§ Goal:
Please rewrite the part of the listing that opens at its start and closes with the line containing "Query: pomegranate seed", changing "coordinate pair" to "location pair" and keeping everything else the same. Leave the pictures out of your answer.

§ Records shown:
----------------

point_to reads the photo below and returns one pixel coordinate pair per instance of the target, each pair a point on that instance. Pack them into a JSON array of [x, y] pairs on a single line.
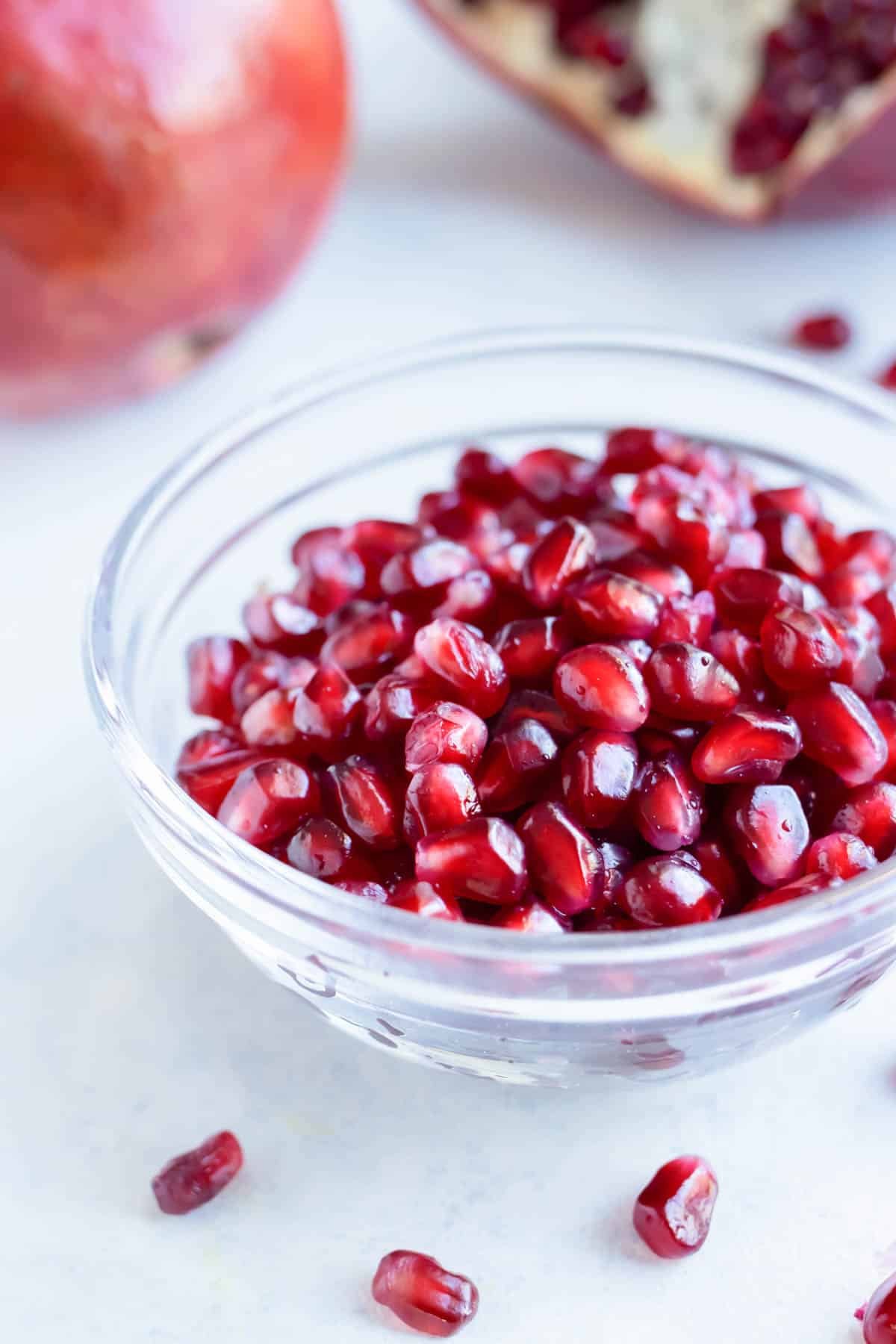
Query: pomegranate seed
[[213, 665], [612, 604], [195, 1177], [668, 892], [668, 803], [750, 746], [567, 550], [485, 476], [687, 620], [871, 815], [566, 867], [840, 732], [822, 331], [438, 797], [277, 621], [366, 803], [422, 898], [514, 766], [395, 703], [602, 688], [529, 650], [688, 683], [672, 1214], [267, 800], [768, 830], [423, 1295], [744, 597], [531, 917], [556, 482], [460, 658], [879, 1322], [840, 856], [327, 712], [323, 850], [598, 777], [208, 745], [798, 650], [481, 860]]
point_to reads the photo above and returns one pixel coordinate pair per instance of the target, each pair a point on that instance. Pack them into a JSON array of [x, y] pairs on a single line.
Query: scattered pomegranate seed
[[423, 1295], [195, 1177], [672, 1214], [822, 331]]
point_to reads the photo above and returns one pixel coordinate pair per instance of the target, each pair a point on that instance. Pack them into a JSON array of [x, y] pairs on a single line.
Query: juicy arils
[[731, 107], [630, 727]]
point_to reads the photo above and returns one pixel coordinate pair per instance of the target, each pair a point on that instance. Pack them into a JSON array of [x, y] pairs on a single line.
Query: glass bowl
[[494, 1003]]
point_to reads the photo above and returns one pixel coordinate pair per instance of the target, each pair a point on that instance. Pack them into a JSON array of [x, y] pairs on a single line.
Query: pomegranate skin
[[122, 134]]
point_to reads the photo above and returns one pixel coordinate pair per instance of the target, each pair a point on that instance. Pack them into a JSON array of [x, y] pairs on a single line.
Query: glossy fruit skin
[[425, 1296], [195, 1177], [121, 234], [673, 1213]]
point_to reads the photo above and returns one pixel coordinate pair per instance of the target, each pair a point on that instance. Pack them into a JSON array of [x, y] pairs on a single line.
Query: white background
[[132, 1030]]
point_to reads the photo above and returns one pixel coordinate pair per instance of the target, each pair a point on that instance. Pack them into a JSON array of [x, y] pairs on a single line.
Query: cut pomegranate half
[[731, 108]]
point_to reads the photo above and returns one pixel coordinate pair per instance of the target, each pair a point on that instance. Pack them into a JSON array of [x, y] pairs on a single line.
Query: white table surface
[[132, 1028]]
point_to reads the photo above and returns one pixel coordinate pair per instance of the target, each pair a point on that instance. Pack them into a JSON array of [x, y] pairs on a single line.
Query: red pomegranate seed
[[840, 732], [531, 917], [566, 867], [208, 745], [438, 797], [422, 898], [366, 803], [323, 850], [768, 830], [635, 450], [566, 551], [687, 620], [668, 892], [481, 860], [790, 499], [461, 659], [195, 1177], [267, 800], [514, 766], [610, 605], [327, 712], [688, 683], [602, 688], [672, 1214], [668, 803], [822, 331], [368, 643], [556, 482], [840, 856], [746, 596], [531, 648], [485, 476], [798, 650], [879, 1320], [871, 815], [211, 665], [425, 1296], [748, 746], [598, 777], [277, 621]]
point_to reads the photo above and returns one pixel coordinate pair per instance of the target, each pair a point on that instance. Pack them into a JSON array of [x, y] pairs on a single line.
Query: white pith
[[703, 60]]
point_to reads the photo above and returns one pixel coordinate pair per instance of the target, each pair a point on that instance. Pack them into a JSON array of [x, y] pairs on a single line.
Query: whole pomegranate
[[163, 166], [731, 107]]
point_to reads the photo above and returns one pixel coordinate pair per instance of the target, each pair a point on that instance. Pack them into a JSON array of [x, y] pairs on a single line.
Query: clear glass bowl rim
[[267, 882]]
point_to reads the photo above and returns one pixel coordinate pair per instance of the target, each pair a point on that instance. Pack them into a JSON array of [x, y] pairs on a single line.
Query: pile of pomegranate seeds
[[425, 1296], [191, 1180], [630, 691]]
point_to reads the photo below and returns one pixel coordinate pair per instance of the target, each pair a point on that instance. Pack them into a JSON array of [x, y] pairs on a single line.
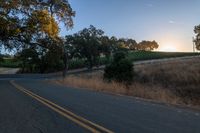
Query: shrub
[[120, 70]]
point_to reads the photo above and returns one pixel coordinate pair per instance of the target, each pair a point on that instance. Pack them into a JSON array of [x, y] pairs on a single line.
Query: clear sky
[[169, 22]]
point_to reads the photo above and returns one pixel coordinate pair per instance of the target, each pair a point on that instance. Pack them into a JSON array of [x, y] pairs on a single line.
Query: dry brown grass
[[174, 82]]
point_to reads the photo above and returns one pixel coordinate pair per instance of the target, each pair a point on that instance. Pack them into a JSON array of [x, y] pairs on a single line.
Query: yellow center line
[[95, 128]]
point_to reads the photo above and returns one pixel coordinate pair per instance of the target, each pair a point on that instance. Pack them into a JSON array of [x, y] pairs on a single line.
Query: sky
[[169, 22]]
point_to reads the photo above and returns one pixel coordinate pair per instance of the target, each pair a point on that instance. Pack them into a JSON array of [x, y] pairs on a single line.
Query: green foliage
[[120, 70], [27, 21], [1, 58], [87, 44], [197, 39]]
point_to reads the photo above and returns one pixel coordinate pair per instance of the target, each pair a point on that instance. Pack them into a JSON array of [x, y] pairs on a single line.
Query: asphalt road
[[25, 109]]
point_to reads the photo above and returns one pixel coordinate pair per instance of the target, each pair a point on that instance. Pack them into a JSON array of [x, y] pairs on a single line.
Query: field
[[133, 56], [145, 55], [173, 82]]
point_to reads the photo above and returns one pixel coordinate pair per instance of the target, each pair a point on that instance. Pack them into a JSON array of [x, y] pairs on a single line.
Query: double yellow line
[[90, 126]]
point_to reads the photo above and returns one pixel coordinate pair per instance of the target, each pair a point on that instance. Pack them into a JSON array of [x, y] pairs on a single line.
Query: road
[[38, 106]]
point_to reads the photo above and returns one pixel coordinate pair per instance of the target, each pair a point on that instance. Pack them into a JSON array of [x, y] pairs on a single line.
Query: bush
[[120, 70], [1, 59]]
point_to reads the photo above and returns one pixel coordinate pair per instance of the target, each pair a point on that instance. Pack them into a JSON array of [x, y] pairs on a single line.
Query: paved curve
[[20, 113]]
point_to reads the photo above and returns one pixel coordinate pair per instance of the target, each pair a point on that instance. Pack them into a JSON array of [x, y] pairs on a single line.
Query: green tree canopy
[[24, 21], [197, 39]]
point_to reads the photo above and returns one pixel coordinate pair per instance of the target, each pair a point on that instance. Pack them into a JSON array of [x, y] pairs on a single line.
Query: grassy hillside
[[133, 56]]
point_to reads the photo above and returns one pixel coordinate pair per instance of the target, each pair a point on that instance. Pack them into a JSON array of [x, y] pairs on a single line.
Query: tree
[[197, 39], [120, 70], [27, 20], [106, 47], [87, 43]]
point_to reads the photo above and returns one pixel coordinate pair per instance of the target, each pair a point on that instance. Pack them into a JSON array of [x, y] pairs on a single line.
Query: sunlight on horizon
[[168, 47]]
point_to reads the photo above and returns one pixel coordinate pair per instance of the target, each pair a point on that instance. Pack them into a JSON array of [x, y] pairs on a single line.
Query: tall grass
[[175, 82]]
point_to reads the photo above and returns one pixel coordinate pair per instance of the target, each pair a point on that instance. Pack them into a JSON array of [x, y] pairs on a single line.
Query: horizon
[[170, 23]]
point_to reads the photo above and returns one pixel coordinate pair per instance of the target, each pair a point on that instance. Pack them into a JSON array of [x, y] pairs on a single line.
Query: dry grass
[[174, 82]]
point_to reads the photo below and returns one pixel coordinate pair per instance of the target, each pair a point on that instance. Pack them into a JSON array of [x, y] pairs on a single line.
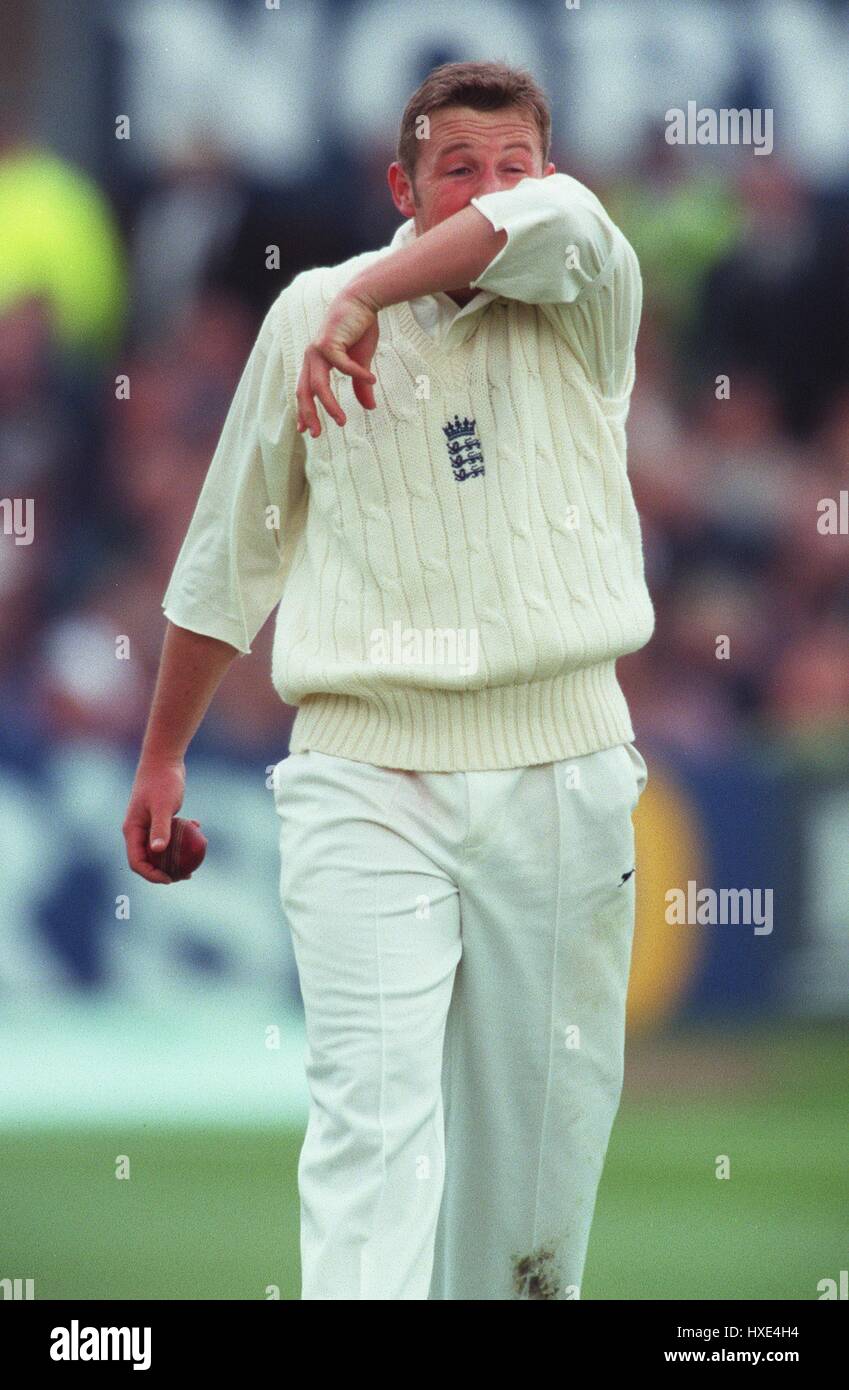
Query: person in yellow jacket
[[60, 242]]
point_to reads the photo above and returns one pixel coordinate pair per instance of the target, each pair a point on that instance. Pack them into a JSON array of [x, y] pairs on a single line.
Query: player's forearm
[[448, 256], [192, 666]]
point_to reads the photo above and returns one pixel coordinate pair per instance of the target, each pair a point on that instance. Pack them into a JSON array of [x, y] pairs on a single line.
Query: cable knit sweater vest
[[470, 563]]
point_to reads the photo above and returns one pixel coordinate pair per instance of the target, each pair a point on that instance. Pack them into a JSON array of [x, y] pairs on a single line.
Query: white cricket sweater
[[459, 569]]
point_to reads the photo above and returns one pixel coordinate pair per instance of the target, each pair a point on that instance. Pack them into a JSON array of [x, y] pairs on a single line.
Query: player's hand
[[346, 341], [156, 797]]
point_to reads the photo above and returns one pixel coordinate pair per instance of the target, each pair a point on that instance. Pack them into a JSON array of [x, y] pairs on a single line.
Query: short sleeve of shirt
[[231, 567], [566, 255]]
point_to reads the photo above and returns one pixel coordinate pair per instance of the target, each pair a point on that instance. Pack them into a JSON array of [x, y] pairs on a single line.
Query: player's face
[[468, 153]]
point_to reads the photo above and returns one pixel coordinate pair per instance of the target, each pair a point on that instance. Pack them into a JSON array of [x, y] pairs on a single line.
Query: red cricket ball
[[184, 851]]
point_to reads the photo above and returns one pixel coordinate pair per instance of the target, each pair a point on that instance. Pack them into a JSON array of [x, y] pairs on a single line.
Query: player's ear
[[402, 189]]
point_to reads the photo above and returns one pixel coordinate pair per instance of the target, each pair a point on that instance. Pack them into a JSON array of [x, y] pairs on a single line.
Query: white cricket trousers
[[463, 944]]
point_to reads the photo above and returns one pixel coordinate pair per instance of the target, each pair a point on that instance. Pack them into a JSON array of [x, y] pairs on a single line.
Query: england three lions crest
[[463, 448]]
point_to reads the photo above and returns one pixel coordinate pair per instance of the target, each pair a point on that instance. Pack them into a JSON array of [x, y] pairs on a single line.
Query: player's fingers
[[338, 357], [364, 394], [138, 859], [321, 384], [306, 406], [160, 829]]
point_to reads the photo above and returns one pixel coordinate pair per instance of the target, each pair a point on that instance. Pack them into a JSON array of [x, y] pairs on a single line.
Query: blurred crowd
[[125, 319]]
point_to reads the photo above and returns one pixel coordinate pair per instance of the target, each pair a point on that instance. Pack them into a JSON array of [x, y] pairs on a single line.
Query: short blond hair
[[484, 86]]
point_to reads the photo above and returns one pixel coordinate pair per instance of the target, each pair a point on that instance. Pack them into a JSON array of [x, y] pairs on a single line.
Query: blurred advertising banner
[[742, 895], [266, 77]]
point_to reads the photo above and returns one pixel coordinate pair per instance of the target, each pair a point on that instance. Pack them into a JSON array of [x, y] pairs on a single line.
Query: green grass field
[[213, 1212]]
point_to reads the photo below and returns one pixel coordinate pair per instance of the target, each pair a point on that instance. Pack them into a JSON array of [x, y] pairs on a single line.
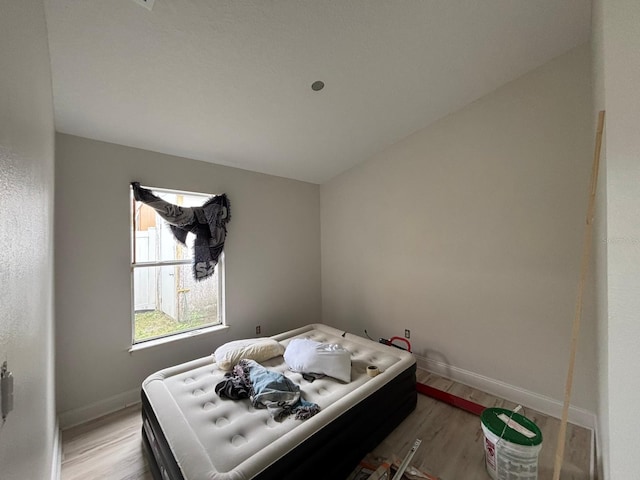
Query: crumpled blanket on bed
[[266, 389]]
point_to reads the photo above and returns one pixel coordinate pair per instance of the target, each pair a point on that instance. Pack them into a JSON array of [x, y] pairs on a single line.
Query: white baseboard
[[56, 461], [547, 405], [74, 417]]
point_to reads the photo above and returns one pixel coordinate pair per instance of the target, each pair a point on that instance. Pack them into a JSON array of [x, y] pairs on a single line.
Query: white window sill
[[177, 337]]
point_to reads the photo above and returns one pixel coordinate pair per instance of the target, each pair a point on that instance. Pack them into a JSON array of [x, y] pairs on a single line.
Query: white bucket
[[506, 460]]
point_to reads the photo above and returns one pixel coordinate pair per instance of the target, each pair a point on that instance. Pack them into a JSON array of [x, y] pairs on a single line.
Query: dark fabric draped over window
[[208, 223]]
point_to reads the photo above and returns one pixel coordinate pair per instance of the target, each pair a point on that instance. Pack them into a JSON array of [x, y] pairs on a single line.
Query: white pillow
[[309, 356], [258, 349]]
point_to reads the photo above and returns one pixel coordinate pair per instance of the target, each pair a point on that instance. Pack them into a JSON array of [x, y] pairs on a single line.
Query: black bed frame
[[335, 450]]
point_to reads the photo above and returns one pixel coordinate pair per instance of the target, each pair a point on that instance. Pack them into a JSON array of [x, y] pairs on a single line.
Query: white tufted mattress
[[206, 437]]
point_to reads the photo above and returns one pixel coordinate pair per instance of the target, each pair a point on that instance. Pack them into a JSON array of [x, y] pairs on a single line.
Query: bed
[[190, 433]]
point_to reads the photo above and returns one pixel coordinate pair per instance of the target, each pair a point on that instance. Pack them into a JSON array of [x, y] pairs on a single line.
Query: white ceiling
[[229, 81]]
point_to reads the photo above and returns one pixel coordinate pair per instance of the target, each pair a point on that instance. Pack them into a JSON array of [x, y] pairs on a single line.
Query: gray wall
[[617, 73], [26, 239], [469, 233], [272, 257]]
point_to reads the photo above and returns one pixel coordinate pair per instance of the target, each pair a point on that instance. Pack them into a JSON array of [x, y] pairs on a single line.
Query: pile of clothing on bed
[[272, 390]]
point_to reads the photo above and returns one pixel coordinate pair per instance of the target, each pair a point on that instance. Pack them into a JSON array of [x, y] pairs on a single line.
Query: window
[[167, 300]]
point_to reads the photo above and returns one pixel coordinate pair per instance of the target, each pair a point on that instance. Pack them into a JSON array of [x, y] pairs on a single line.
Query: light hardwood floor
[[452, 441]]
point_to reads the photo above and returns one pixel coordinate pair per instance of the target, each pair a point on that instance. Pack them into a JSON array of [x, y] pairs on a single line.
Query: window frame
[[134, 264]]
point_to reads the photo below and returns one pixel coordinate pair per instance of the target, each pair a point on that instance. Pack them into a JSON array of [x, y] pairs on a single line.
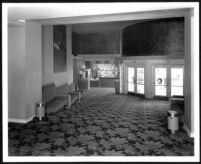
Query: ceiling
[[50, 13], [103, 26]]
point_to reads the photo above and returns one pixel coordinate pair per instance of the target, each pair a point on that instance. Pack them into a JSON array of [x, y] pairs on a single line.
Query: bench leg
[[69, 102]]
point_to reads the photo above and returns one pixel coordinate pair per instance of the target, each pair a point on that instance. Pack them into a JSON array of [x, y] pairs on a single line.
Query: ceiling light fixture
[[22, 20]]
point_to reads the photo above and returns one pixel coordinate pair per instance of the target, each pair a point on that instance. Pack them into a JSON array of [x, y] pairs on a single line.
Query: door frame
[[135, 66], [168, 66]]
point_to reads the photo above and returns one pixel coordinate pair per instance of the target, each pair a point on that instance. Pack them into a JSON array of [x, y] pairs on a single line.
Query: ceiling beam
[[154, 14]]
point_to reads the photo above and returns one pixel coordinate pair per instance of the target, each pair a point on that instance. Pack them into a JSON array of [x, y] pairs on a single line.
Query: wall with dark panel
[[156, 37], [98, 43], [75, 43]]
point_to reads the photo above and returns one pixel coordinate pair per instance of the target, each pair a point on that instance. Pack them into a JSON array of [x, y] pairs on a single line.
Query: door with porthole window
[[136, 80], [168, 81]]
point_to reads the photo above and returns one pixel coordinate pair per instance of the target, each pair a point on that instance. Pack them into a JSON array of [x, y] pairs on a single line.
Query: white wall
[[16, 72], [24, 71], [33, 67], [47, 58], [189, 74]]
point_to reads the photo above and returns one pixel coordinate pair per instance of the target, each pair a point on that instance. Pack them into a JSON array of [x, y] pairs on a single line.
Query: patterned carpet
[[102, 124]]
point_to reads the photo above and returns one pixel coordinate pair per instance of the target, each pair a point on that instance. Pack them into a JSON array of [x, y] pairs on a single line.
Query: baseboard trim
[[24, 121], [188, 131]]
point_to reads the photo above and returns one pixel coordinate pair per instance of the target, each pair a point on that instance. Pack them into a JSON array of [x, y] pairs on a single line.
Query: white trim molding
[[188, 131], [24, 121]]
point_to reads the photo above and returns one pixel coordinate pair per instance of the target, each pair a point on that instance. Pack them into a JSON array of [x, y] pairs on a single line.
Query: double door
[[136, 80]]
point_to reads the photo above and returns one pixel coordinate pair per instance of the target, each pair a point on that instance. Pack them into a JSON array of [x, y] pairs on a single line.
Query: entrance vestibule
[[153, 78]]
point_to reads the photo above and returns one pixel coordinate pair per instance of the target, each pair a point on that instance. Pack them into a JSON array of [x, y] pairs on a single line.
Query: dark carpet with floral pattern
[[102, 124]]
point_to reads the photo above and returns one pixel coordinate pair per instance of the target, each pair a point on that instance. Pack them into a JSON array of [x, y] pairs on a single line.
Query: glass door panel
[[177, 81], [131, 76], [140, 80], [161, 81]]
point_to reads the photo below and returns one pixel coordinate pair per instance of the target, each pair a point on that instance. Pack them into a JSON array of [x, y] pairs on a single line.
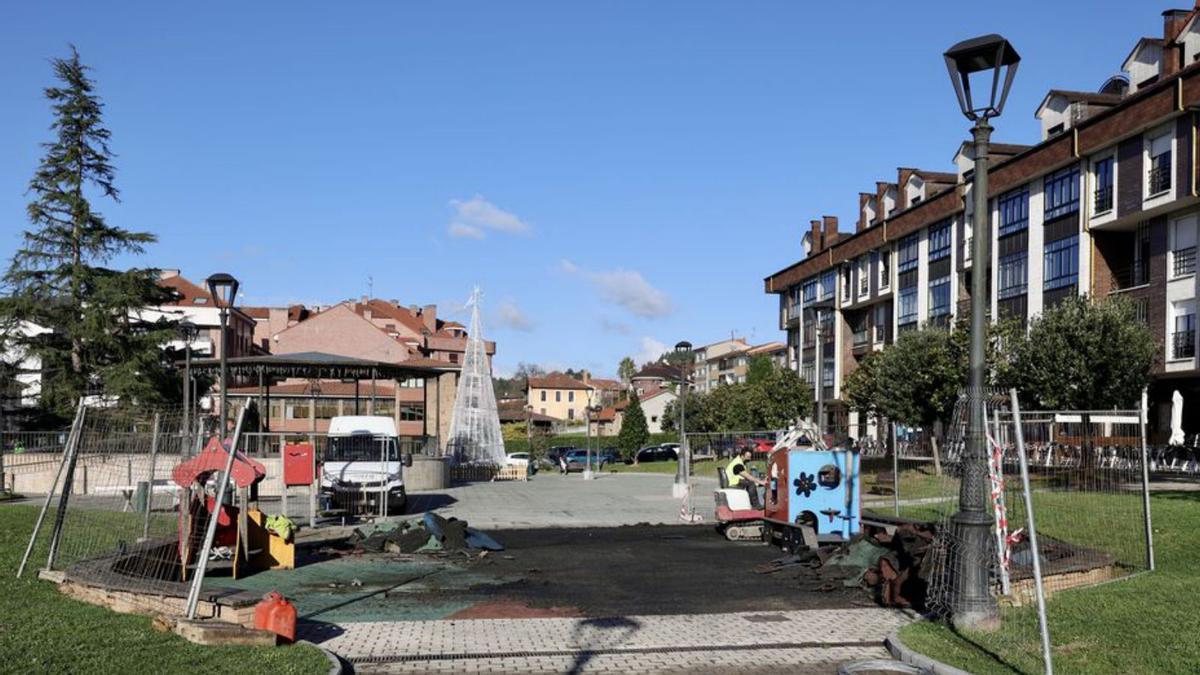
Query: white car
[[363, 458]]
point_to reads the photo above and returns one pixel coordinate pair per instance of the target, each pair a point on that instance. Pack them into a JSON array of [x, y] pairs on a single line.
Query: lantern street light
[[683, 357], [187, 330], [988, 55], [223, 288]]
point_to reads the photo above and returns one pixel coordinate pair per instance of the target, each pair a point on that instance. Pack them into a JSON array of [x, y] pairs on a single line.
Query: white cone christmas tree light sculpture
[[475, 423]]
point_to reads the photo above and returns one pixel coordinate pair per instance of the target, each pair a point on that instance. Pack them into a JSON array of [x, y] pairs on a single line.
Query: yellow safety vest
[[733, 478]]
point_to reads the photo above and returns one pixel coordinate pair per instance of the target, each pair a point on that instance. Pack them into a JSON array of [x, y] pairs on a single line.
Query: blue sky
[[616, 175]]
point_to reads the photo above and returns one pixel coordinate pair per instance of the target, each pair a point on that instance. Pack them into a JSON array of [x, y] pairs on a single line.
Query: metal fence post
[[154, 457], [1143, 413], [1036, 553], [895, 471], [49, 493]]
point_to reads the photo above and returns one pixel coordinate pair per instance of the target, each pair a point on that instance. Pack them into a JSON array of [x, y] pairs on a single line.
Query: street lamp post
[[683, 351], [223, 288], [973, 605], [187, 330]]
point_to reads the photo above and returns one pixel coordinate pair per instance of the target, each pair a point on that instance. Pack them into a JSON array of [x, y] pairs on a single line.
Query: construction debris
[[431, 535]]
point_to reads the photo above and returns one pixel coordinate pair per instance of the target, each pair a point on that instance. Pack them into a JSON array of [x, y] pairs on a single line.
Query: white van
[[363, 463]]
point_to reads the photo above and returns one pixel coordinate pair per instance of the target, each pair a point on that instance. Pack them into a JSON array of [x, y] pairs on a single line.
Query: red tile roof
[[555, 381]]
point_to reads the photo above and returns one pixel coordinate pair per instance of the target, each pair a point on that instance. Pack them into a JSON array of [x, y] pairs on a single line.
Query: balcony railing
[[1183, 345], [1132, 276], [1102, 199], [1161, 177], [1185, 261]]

----------------

§ Finished task:
point_to reads the photo below and returns one pixel location pair per instance of the target, each pair a point on that instance. Pack them into a JSON array of [x, y] pairs on a single line.
Query: pomegranate seed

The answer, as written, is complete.